- [PASSAGE PROVIDED]
Waithaka & 2 others v Waithaka; Kariithi (Interested Party) [2023] KEELC 21381 (KLR)
Full Case Text
Waithaka & 2 others v Waithaka; Kariithi (Interested Party) (Environment & Land Case E173 of 2023) [2023] KEELC 21381 (KLR) (31 October 2023) (Ruling)
Neutral citation: [2023] KEELC 21381 (KLR)
Republic of Kenya
In the Environment and Land Court at Nairobi
Environment & Land Case E173 of 2023
JA Mogeni, J
October 31, 2023
Between
Charity Muringo Waithaka
1st Plaintiff
Abel Kang’Ethe Waithaka
2nd Plaintiff
Irene Gathoni Waithaka
3rd Plaintiff
and
Catherine Wamuyu Waithaka
Defendant
and
James Muriuki Kariithi
Interested Party
Ruling
1. By a notice of motion dated 10/05/2023 filed by plaintiffs which application did not cite any orders under which the notice of motion was filed they sought the following orders:a.Spentb.This honorable court be pleased to issue an order of preservation of title for LR 2327/53 (Original No. 2327/8/45) Nairobi pending the hearing and determination of the main suit.c.This honorable court be pleased to issue an interim injunction barring the defendant from disposing of the suit property pending the hearing and determination of the suit.d.The Honorable court be pleased to make any other orders that it deems fit in the best interests of justice.

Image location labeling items
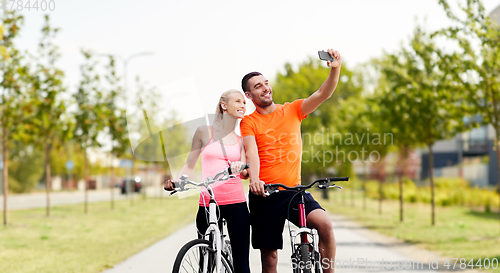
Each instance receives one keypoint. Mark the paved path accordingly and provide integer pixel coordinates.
(38, 200)
(358, 248)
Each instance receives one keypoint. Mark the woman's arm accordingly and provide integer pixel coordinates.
(243, 159)
(193, 156)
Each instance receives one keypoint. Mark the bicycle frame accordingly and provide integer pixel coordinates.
(214, 227)
(213, 233)
(303, 230)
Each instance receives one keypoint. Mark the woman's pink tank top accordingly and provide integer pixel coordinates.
(214, 158)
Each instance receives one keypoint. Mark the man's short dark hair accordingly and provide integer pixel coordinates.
(246, 78)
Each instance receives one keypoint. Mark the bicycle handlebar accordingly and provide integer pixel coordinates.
(273, 188)
(226, 174)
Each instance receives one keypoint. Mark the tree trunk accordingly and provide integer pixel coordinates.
(364, 194)
(380, 197)
(431, 175)
(112, 182)
(47, 177)
(497, 142)
(86, 178)
(5, 174)
(364, 185)
(400, 178)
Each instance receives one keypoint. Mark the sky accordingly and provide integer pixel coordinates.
(212, 44)
(199, 49)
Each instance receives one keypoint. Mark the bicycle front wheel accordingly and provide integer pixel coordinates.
(198, 256)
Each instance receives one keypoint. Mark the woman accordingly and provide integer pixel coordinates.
(219, 146)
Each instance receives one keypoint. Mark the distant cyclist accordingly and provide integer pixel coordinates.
(273, 147)
(219, 145)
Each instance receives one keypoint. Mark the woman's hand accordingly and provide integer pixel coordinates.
(236, 167)
(169, 184)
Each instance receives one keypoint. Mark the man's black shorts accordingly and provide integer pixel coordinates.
(268, 214)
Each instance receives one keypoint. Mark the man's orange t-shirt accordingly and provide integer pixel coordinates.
(278, 141)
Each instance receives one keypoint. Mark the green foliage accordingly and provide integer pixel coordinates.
(116, 119)
(449, 191)
(91, 116)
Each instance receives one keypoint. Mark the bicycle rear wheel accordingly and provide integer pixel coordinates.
(198, 256)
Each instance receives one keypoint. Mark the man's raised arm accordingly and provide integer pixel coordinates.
(327, 88)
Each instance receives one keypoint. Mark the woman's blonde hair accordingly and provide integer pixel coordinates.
(219, 112)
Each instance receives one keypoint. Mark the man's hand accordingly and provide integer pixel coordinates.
(169, 185)
(257, 187)
(338, 59)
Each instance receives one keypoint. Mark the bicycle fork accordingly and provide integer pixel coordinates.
(217, 242)
(304, 230)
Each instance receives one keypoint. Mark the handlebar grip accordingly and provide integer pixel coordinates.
(338, 178)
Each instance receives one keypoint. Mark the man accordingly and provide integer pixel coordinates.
(273, 145)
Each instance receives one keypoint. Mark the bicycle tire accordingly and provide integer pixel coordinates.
(191, 256)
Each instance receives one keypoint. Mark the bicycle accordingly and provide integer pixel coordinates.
(212, 252)
(305, 251)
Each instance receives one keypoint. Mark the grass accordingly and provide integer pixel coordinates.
(71, 241)
(458, 232)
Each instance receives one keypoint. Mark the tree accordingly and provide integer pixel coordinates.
(116, 119)
(13, 101)
(394, 107)
(427, 95)
(47, 85)
(90, 117)
(475, 68)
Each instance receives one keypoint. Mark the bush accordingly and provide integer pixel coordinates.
(448, 192)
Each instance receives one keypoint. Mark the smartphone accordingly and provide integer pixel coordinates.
(325, 56)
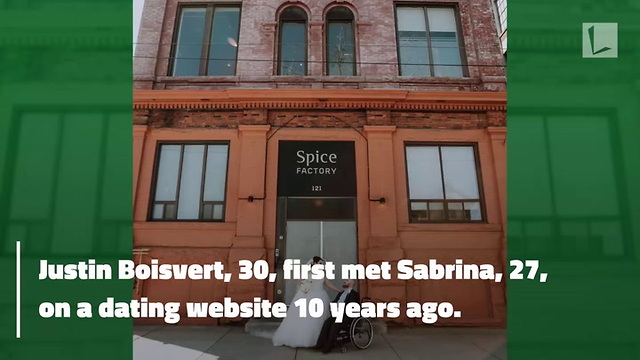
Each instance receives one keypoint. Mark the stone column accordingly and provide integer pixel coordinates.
(384, 243)
(498, 136)
(139, 134)
(249, 243)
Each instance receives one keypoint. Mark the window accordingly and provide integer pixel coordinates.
(190, 182)
(443, 184)
(429, 42)
(292, 53)
(206, 42)
(340, 42)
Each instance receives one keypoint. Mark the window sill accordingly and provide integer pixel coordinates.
(314, 79)
(451, 226)
(178, 225)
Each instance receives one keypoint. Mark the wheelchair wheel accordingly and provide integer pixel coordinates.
(361, 333)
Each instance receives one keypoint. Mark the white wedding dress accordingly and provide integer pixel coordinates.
(295, 331)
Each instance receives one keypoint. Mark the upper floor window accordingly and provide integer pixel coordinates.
(190, 182)
(443, 183)
(340, 53)
(292, 52)
(206, 40)
(429, 41)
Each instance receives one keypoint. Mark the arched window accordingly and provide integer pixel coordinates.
(340, 52)
(292, 52)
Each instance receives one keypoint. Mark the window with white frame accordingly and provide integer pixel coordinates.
(429, 42)
(190, 182)
(443, 183)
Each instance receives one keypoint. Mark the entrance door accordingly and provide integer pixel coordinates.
(316, 213)
(309, 227)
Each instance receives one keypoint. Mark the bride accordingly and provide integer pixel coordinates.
(295, 331)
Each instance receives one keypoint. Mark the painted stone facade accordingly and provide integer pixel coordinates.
(377, 109)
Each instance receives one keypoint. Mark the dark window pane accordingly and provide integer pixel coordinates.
(216, 173)
(158, 210)
(168, 168)
(473, 211)
(446, 54)
(190, 38)
(218, 212)
(191, 182)
(341, 49)
(456, 212)
(224, 41)
(187, 174)
(207, 212)
(293, 13)
(436, 211)
(412, 42)
(444, 42)
(419, 211)
(170, 211)
(293, 48)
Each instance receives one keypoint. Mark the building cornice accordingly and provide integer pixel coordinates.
(313, 99)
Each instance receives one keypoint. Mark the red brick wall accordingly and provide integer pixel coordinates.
(318, 119)
(376, 48)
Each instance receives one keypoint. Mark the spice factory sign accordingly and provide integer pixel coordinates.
(316, 168)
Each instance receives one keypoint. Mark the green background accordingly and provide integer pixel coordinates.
(65, 169)
(574, 182)
(573, 170)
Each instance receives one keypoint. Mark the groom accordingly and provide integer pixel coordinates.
(330, 329)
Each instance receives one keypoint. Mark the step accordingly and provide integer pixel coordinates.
(267, 327)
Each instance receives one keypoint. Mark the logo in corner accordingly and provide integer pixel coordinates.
(599, 40)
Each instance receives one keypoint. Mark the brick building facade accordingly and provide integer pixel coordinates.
(403, 102)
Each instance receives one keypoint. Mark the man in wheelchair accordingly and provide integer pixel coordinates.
(332, 333)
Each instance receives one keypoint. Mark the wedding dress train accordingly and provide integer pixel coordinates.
(296, 331)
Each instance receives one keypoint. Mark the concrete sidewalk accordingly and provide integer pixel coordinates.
(232, 343)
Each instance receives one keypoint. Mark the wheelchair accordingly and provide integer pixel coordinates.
(359, 332)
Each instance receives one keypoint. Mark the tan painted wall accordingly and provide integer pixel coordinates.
(384, 231)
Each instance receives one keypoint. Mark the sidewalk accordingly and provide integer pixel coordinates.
(232, 343)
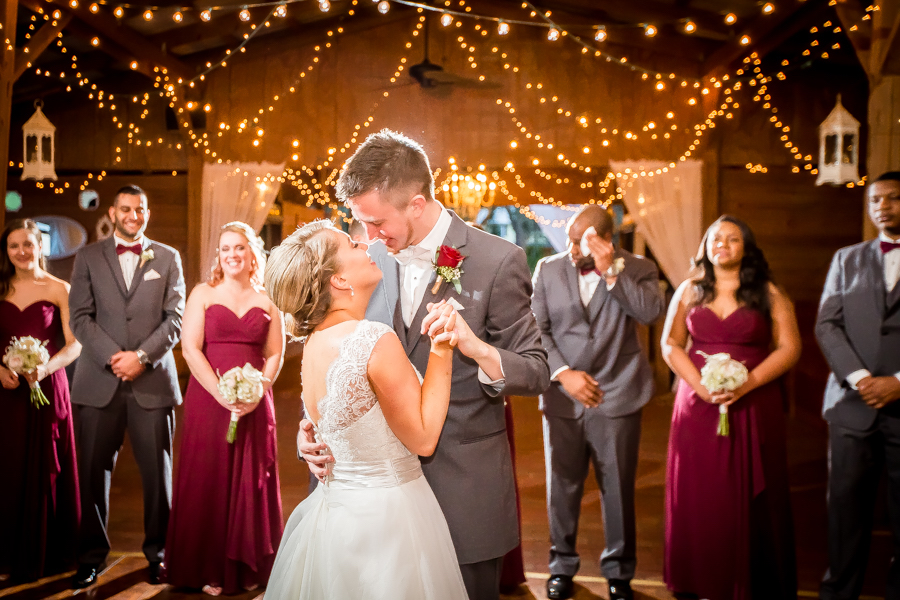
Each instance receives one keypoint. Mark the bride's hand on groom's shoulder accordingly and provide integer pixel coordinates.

- [GIVEN PROBLEM A] In the court ruling, what date is given for the plaintiffs' notice of motion?
- [GIVEN PROBLEM B] Put this sentence from the court ruling into Spanish: "This honorable court be pleased to issue an interim injunction barring the defendant from disposing of the suit property pending the hearing and determination of the suit."
- [GIVEN PROBLEM C] Write the next part of the court ruling, picking up after its first numbered paragraph.

- [RIGHT ANSWER A] 10/05/2023

- [RIGHT ANSWER B] Que este honorable tribunal tenga a bien dictar una medida cautelar provisional que prohíba a la demandada enajenar el bien objeto del litigio hasta la audiencia y resolución del proceso.

- [RIGHT ANSWER C]
2. The plaintiffs have listed three grounds upon which the said application is premised upon which are on the face of the application and I see no need of repeating them here.
3. The application is supported by supporting affidavits sworn by Charity Muringo Waithaka, the 1st plaintiff, Abel Kang’ethe Waithaka the 2nd plaintiff and Irene Gathoni Waithaka the third plaintiff all dated on 10/05/2023.
4. Before the application could be argued, the defendant and the interested party filed a preliminary objection and grounds of opposition to the application dated 3/07/2023 respectively.
5. The preliminary objection is on the jurisdiction of this court.
6. When the parties appeared in court on 5/07/2023 the 2nd plaintiff made an oral application to withdraw from the suit. Since there was no objection from any party opposing the application the court granted the oral application made and marked the 3rd plaintiff’s suit as withdrawn.
7. The parties on the same date they appeared in court agreed to canvas both the preliminary objection and the notice of motion application by way of written submissions.
8. Whenever there is a preliminary objection raised it is always prudent that the court considers the preliminary objection first in the event the preliminary objection is unsuccessful and fails to resolve the issues at hand, then the Court will then deal with the application.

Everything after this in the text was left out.